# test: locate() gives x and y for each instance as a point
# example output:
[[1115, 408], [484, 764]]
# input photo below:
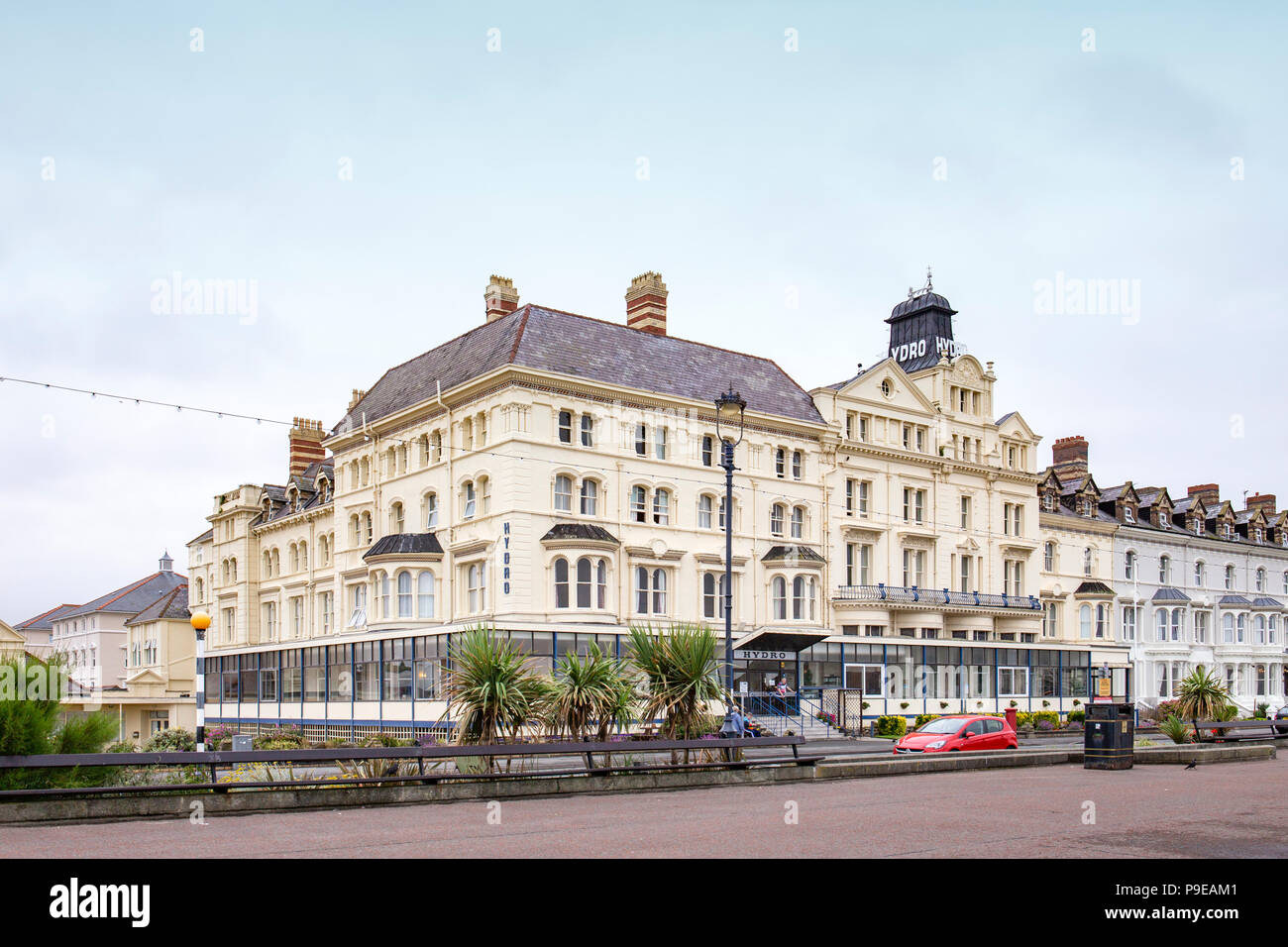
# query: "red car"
[[958, 732]]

□ □ □ □ □

Task requirements: Your reply must contain each entry exactly as written and no pictures.

Response to the task:
# test: locate() gives x and y for each instance as a point
# example output:
[[1115, 408], [484, 764]]
# input photo below:
# query: "red car"
[[958, 732]]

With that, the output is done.